» TEXTO DE ORIGEM
################

A 2 de março faleceu, aos 73 anos de idade, Abraham Arden Brill, o introdutor da obra de Freud em terras da América. Natural da Áustria, emigrou para os Estados Unidos aos quinze anos de idade, chegando só e desprovido de quaisquer recursos, à cidade de Nova York. Nessa imensa cidade conheceu, logo de início, a penosa escola da necessidade imediata da própria subsistência; trabalhava durante o dia e estudava à noite, impulsionado pela profunda ânsia de saber, que dominou inteiramente a sua personalidade; entretanto, por duas vezes, a primeira no curso secundário, e a segunda já no curso médico, viu-se obrigado a interromper por algum tempo os estudos, diante da premência de dificuldades de ordem financeira!

Em 1903, aos 29 anos de idade, concluiu o curso médico pela Universidade de Columbia, passando a trabalhar sob a orientação de Adolf Meyer, no Central Islip Hospital, no qual chegou a ocupar o posto de neuropatologista. Por essa época, a preocupação máxima da psiquiatria era o aspecto neuropatológico dos problemas que surgiam, os recursos terapêuticos se limitando aos sedativos, hipnóticos, aplicações hidroterápicas; do ponto de vista clínico, era o rigor da classificação e da catalogação dos pacientes, que empolgava a atenção dos psiquiatras. Essa situação, relativamente árida, começou a ameaçar o entusiasmo de Brill pela especialidade que abraçara, pelo que, em 1907, dirigiu-se a Paris a fim de buscar, junto aos discípulos de Charcot, respostas às dúvidas que se vinham tornando cada vez mais prementes em seu espírito. Aí, entretanto, o ambiente era pouco diferente do que deixara em Nova York. as mesmas preocupações de ordem neuropatológica, o mesmo excessivo zêlo pelo rigorismo da classificação, o ambiente, enfim, do franco apogeu da era kraepeliniana da psiquiatria. A essa altura, estava Brill pensando seriamente em abandonar a especialidade, e talvez se tornasse mesmo um otorrinolaxingologista, não fora a orientação de um colega americano que se achava em Paris, e que o aconselhara a se dirigir para Zurich, na Suíça.

################

» INSTRUÇÕES
• a. Verta para o inglês esta frase do texto de origem: "Em 1903, aos 29 anos de idade, concluiu o curso médico pela Universidade de Columbia, passando a trabalhar sob a orientação de Adolf Meyer, no Central Islip Hospital, no qual chegou a ocupar o posto de neuropatologista."
• b. Responda com base no texto de origem:
(i) Com quantos anos Brill emigrou para os Estados Unidos?
(ii) Em que ano Brill foi a Paris?
(iii) Para onde um colega americano o aconselhou a se dirigir?

» LISTAGEM DE DADOS
################

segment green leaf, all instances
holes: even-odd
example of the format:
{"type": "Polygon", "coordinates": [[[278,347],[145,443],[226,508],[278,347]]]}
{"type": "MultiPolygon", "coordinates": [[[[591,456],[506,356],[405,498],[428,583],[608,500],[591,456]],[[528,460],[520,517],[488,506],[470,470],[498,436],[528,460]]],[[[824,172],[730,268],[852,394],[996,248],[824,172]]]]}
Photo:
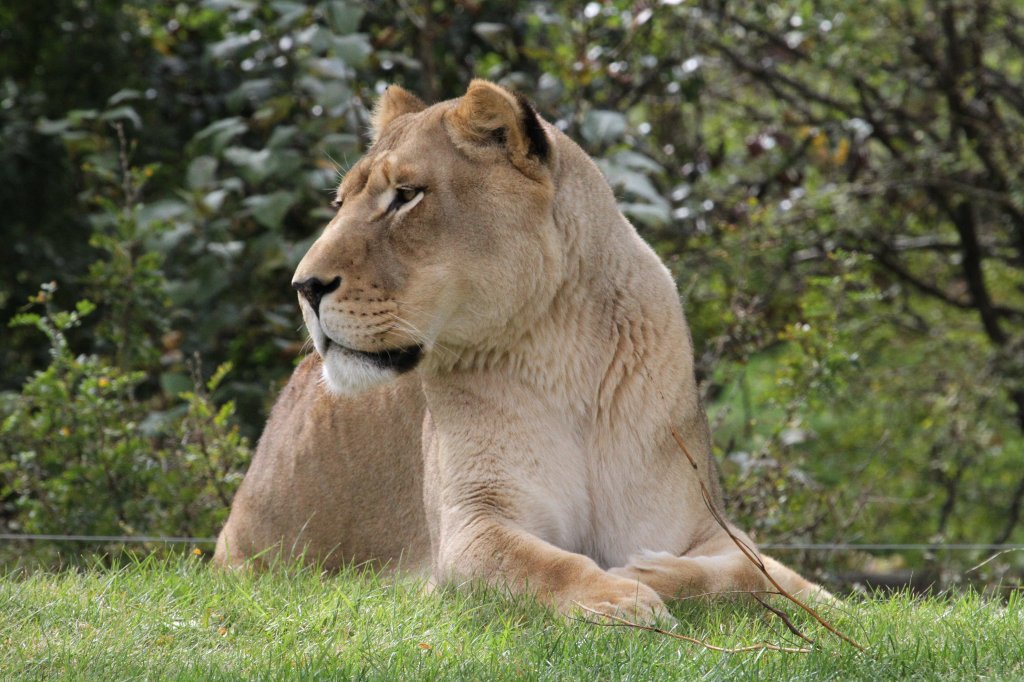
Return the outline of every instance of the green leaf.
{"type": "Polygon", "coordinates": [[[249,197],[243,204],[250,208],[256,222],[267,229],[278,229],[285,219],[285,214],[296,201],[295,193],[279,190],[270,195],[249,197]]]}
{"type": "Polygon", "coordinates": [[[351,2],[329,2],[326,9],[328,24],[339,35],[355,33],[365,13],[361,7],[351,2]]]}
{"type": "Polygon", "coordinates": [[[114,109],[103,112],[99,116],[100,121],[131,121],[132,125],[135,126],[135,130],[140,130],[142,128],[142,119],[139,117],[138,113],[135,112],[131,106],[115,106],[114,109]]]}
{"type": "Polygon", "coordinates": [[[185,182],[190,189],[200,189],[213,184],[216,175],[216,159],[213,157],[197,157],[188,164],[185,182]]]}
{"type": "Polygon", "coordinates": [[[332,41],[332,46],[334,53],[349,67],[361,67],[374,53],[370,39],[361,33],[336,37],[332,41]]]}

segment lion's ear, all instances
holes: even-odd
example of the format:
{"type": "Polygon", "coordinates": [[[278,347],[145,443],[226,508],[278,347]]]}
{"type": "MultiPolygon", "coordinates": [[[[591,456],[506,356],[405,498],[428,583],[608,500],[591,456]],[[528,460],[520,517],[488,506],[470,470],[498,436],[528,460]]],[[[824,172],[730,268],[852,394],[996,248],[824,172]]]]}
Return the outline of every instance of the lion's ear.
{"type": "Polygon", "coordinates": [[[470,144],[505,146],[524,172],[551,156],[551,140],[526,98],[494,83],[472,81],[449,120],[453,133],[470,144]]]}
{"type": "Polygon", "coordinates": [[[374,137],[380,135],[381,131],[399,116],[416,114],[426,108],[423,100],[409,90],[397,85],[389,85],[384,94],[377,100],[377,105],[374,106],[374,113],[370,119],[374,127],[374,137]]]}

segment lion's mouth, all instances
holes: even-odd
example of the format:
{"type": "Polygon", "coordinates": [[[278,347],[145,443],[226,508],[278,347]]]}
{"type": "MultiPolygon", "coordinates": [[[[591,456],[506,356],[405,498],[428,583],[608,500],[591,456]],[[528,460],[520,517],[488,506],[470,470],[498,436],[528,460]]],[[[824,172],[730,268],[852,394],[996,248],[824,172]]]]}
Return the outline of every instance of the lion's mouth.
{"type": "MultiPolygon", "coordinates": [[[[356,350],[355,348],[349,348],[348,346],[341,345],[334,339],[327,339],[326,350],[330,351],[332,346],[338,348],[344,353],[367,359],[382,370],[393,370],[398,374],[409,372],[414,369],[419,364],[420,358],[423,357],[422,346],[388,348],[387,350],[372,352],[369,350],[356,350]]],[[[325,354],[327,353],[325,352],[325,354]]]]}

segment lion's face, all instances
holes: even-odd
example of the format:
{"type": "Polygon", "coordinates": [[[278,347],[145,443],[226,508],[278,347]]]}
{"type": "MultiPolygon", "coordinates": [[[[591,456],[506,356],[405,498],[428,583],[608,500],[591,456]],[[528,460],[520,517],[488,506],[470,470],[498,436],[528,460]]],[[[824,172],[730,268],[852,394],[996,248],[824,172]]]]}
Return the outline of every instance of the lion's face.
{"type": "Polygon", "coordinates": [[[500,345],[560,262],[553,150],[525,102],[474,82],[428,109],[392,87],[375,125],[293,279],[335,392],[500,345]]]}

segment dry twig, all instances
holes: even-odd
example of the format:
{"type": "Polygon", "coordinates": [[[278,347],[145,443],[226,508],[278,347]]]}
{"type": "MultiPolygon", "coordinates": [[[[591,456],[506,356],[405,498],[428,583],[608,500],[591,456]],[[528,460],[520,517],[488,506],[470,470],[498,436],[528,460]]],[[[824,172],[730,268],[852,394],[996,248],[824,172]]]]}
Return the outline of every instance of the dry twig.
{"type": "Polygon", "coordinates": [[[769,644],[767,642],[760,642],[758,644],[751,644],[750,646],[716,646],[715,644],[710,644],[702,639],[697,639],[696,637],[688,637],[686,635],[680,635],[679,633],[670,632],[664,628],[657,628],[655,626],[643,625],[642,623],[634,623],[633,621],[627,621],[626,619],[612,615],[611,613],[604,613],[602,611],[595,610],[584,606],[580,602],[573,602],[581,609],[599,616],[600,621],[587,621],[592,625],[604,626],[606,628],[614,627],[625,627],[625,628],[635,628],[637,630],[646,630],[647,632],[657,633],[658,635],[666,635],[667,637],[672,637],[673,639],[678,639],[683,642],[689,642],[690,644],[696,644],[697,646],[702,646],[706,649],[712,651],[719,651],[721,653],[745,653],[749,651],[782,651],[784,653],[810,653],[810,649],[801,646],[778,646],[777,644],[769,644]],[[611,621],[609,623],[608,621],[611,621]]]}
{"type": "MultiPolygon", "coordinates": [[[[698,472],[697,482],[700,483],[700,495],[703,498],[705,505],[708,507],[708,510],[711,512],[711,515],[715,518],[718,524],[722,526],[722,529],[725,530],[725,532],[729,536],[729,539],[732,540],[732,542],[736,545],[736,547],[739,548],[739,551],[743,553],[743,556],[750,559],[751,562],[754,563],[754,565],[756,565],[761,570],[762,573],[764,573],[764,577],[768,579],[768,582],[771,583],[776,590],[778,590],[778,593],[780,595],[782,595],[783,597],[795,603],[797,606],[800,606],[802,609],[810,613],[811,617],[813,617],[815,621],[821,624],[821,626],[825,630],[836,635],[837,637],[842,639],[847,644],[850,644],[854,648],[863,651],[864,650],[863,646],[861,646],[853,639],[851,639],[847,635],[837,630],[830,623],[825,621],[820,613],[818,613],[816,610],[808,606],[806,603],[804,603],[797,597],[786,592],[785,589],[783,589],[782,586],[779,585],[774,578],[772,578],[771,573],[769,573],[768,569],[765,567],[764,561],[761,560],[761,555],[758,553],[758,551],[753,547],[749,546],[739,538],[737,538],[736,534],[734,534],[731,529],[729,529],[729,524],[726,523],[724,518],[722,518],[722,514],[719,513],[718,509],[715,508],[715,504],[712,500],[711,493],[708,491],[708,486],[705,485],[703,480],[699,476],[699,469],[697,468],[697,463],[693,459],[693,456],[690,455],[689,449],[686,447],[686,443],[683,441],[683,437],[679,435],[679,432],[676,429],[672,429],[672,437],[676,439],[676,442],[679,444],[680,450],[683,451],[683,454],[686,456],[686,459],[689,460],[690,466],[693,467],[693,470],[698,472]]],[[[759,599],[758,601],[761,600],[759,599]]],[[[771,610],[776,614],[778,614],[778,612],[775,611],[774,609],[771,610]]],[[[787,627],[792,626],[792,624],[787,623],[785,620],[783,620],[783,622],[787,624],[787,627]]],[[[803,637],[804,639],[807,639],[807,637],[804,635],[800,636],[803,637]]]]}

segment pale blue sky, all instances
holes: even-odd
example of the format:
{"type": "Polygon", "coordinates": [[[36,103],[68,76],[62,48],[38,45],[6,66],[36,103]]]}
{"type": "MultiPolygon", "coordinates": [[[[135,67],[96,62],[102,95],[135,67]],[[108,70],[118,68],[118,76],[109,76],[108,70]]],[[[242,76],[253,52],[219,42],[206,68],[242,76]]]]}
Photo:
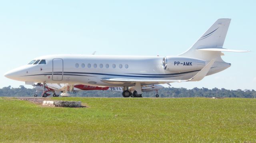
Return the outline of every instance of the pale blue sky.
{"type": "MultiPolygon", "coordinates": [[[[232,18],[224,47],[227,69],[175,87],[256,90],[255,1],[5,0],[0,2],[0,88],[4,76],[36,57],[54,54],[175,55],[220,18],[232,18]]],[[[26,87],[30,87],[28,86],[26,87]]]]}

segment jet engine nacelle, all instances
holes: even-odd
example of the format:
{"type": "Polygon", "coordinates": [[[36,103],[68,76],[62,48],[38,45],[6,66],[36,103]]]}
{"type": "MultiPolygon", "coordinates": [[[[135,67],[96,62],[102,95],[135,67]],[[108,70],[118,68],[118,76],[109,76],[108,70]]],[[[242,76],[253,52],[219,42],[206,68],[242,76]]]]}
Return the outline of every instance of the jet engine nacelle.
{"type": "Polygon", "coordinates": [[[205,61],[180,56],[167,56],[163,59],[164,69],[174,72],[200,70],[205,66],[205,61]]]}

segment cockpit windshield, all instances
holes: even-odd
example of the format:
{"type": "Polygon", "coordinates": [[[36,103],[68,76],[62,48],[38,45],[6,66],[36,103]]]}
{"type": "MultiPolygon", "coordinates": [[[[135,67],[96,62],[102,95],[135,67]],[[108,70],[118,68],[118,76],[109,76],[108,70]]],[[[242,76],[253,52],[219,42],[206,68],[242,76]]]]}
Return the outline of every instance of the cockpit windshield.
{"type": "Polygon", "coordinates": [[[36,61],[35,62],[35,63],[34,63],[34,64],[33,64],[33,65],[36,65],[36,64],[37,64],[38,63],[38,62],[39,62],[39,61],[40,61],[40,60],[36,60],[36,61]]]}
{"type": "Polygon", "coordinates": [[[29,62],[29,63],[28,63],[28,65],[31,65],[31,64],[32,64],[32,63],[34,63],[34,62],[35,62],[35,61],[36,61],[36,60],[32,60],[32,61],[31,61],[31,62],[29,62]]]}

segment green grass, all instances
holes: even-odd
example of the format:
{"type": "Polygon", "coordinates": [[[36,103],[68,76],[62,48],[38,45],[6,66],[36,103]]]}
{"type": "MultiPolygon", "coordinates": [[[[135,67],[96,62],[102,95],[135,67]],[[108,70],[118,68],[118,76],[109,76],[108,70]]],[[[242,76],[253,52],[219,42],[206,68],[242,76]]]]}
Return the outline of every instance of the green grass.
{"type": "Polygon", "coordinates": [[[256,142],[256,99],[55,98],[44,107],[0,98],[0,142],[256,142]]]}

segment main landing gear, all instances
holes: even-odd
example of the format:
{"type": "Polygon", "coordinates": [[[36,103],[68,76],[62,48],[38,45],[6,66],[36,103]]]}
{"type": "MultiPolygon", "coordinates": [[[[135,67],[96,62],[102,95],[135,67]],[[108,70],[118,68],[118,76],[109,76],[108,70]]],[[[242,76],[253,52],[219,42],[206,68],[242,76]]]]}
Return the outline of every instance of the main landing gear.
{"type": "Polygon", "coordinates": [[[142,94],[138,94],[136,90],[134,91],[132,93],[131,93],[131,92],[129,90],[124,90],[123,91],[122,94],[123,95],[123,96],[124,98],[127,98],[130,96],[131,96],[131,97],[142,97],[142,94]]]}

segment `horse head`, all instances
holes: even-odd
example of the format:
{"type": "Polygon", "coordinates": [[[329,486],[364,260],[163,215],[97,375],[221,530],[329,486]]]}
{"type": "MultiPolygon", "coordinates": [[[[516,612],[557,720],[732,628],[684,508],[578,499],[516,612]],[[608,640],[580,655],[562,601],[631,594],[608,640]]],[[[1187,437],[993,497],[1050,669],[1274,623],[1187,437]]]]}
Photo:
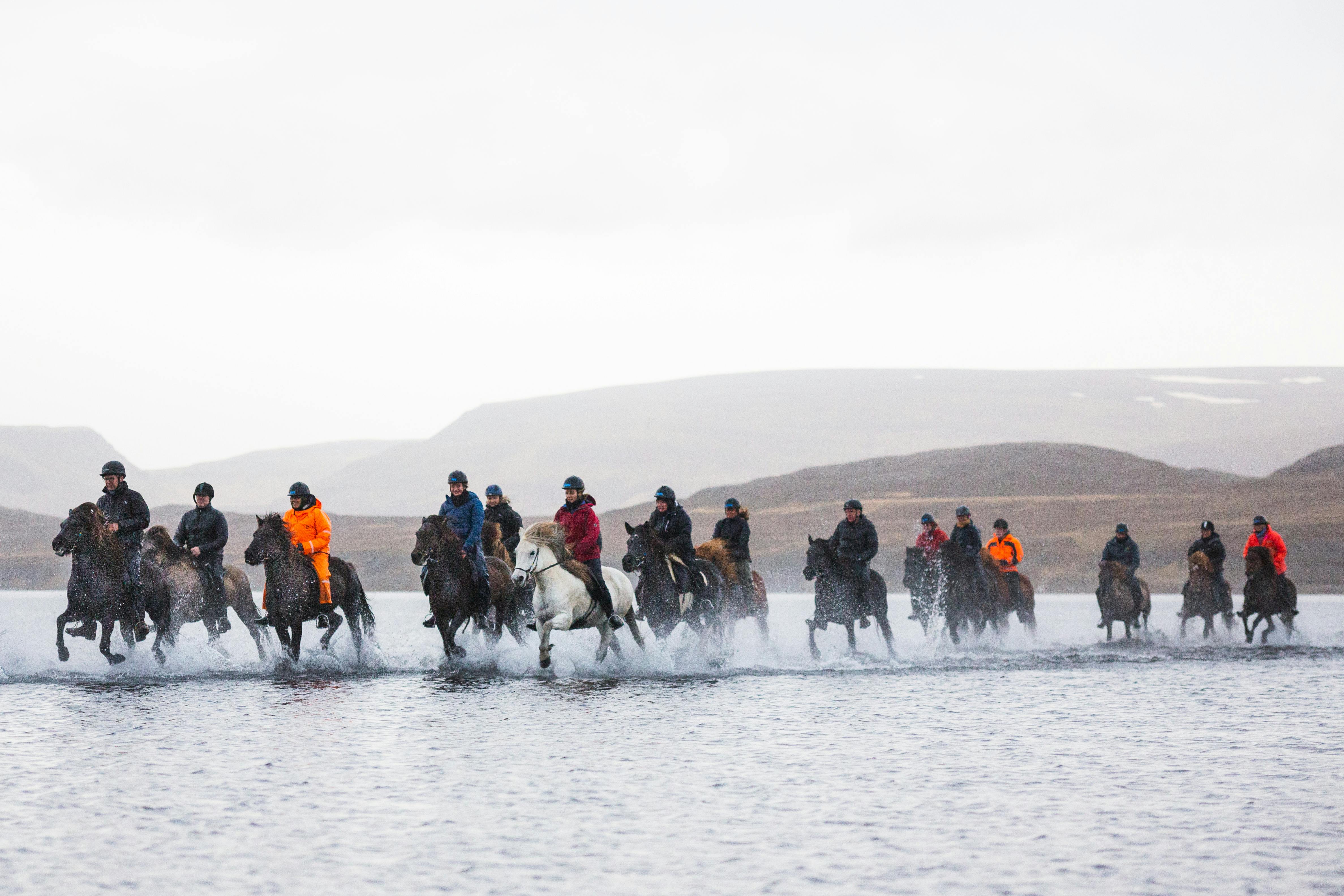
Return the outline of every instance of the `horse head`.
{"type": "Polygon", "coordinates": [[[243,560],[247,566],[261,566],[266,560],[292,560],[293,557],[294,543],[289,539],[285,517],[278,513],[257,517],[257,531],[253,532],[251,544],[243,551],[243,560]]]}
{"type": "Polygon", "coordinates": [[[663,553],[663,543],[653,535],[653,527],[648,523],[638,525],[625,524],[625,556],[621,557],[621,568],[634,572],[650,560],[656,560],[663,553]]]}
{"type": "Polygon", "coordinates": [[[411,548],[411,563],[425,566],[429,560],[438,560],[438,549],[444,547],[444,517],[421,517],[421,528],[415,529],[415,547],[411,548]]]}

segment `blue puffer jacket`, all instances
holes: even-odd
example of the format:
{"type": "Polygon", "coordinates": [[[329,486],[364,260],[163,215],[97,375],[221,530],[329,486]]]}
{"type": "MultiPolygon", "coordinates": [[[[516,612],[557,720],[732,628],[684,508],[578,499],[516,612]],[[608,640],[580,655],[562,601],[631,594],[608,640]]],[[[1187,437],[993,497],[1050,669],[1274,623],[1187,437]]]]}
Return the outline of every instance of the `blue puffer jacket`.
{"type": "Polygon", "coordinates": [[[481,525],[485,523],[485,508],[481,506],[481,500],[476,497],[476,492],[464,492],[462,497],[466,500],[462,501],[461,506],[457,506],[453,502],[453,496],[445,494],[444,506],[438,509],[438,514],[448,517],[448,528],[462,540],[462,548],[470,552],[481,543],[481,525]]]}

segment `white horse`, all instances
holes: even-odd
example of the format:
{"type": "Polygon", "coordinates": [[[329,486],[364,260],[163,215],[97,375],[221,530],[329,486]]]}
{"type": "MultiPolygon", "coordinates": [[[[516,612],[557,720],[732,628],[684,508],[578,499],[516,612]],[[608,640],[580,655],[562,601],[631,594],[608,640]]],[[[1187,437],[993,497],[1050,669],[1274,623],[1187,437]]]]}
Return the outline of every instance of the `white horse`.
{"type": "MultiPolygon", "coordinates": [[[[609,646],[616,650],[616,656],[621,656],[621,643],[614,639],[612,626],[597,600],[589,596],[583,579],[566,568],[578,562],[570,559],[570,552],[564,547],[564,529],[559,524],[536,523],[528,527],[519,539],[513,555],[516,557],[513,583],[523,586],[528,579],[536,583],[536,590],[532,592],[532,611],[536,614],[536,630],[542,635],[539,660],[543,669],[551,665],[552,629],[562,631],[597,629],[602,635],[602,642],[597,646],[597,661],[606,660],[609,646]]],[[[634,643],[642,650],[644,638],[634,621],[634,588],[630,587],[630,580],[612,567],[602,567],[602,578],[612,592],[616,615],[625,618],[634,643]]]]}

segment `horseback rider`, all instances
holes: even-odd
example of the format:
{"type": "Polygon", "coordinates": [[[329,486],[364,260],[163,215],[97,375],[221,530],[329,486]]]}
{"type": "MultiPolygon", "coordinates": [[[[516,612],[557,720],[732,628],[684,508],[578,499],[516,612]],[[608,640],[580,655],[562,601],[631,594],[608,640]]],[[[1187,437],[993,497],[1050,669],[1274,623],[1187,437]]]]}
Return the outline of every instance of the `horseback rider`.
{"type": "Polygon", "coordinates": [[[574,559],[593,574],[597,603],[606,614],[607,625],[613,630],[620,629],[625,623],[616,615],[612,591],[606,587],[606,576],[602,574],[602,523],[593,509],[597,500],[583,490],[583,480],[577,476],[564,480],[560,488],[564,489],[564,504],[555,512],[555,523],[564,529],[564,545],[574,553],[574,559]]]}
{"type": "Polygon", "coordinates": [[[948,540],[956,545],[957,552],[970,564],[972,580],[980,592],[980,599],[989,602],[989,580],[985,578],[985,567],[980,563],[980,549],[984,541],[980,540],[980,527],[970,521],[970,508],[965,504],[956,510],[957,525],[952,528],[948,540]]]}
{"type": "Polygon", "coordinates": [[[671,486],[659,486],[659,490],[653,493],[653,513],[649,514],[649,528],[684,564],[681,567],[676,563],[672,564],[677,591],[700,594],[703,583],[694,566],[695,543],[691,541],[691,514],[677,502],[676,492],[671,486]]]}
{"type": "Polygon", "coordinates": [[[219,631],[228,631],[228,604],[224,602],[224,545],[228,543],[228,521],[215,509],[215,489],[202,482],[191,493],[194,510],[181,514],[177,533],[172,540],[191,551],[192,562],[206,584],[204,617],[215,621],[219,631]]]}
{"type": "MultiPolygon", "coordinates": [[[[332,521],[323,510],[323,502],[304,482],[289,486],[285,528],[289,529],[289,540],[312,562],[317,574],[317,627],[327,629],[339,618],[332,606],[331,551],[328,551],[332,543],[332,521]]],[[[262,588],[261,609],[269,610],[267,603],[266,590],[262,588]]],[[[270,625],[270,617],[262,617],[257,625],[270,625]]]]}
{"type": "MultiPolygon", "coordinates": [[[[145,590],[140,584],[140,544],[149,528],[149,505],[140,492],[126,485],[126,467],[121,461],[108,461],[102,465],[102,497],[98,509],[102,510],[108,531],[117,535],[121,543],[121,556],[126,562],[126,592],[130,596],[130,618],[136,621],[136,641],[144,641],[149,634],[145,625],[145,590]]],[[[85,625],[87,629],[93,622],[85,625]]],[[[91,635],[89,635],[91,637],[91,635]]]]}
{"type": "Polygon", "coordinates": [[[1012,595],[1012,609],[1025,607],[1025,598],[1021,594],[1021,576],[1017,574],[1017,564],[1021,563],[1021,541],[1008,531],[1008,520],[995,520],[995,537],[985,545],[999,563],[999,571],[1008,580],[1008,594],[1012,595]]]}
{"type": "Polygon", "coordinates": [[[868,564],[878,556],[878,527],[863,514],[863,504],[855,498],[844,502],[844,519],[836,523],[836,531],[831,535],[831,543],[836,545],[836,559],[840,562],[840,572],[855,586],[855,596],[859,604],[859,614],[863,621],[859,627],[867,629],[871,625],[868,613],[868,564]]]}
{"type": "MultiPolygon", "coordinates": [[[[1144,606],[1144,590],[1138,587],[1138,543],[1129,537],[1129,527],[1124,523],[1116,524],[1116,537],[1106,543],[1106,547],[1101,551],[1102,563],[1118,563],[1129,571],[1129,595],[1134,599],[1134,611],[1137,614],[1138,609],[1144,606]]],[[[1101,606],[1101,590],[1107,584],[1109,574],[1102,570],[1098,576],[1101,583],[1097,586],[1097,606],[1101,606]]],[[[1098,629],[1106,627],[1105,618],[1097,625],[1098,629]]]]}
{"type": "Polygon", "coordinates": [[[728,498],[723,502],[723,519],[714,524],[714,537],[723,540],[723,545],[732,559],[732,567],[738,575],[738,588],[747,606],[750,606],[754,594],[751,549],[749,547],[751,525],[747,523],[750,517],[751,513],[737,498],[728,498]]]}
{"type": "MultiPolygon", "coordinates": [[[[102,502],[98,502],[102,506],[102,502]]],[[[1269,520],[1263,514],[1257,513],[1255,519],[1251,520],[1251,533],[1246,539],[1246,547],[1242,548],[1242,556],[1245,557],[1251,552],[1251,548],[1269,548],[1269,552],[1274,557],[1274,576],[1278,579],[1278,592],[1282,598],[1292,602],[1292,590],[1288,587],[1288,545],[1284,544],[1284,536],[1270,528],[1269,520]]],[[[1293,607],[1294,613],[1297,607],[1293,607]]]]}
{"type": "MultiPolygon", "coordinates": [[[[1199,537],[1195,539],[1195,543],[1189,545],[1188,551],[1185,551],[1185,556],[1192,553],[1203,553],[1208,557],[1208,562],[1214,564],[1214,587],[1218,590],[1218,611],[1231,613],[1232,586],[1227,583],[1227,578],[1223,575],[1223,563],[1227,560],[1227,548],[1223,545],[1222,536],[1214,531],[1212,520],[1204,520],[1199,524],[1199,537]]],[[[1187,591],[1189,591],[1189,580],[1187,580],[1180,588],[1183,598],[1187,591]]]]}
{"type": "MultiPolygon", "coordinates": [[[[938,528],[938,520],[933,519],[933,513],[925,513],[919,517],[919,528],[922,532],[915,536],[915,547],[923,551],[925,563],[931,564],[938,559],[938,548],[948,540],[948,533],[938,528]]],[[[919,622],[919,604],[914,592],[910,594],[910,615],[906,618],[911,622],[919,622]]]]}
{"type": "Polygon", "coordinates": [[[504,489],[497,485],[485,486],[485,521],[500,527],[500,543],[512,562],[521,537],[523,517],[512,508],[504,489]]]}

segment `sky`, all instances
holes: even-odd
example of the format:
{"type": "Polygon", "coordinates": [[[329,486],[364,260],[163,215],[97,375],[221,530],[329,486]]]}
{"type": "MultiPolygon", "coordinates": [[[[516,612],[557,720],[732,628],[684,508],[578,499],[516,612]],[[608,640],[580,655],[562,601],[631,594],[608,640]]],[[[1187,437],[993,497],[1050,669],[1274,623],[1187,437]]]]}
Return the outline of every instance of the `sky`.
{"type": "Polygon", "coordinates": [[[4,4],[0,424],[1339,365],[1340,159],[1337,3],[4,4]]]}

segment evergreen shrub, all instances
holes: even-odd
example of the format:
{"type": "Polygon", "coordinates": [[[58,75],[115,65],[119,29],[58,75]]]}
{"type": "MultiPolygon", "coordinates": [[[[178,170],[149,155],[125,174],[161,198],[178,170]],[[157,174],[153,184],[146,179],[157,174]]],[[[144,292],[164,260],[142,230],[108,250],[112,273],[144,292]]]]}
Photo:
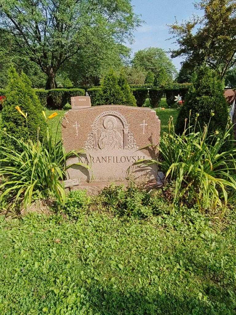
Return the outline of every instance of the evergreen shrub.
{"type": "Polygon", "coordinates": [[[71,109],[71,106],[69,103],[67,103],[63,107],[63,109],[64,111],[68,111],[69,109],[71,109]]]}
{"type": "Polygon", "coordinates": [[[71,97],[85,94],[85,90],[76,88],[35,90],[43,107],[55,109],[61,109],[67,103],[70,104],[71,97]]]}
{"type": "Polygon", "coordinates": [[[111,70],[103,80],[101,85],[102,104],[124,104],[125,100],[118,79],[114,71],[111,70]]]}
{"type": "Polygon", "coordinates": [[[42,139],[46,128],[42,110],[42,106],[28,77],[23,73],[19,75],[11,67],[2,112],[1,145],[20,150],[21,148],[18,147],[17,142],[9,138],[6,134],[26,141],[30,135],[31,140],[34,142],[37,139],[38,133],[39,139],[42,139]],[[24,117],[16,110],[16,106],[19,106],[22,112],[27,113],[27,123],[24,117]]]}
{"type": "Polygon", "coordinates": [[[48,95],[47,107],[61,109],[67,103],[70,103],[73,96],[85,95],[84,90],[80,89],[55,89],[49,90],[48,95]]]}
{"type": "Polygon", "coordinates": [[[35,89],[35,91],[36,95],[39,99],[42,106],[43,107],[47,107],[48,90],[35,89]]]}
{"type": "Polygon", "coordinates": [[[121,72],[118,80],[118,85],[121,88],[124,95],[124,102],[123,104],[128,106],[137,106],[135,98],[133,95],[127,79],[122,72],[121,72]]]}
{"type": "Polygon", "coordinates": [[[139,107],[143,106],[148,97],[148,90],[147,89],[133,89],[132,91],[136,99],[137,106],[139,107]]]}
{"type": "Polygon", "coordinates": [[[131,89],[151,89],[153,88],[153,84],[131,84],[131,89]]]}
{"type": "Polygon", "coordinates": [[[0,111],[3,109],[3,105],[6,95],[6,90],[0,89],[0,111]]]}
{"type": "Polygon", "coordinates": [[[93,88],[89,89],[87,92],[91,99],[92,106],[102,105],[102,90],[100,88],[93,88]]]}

################

» RESPOSTAS DO EXERCÍCIO
• a. In 1903, at the age of 29, he completed his medical degree at Columbia University and went on to work under the guidance of Adolf Meyer at Central Islip Hospital, where he came to hold the post of neuropathologist.

• b.
(i) Aos quinze anos.
(ii) Em 1907.
(iii) Para Zurich, na Suíça.